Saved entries
--- START ---

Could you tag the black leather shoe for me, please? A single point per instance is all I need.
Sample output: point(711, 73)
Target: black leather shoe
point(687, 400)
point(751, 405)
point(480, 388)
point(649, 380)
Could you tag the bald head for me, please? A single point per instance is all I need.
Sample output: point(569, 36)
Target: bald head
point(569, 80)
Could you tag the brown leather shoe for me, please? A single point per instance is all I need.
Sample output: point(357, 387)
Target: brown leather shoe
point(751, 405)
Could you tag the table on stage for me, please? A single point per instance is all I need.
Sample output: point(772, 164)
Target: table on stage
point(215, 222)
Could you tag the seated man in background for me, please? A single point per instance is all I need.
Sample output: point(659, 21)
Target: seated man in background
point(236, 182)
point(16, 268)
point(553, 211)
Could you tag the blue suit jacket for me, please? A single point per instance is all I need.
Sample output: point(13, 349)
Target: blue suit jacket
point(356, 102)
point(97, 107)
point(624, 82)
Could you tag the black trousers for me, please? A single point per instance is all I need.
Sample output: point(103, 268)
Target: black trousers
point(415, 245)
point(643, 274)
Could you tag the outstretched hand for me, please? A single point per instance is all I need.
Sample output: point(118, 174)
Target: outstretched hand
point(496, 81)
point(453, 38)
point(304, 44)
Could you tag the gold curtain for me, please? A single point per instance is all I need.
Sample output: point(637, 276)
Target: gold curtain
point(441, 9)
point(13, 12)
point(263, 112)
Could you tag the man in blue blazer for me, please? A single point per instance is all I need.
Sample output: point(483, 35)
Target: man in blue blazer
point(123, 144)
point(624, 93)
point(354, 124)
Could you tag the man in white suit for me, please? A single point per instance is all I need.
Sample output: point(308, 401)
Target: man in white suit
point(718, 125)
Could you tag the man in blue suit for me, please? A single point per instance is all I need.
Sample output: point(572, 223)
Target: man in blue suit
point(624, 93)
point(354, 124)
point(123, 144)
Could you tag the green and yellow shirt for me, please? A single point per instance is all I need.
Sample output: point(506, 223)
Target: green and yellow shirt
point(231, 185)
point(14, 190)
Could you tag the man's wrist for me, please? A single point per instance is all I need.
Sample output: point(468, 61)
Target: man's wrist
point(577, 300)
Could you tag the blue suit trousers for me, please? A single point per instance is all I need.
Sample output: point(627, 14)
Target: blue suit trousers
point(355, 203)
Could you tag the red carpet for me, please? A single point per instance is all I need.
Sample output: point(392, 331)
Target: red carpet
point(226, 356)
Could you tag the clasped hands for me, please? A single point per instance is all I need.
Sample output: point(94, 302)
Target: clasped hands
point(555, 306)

--- END ---

• **TASK STATEMENT**: Find the line containing "Target: red carpet" in the data above. Please transcribe it and every line after it, exactly.

• **SOLVED EXERCISE**:
Target: red carpet
point(226, 356)
Could you tag the clasped hands for me, please? A single point per instance is all I need.
Sample output: point(94, 302)
Target: clasped hands
point(555, 306)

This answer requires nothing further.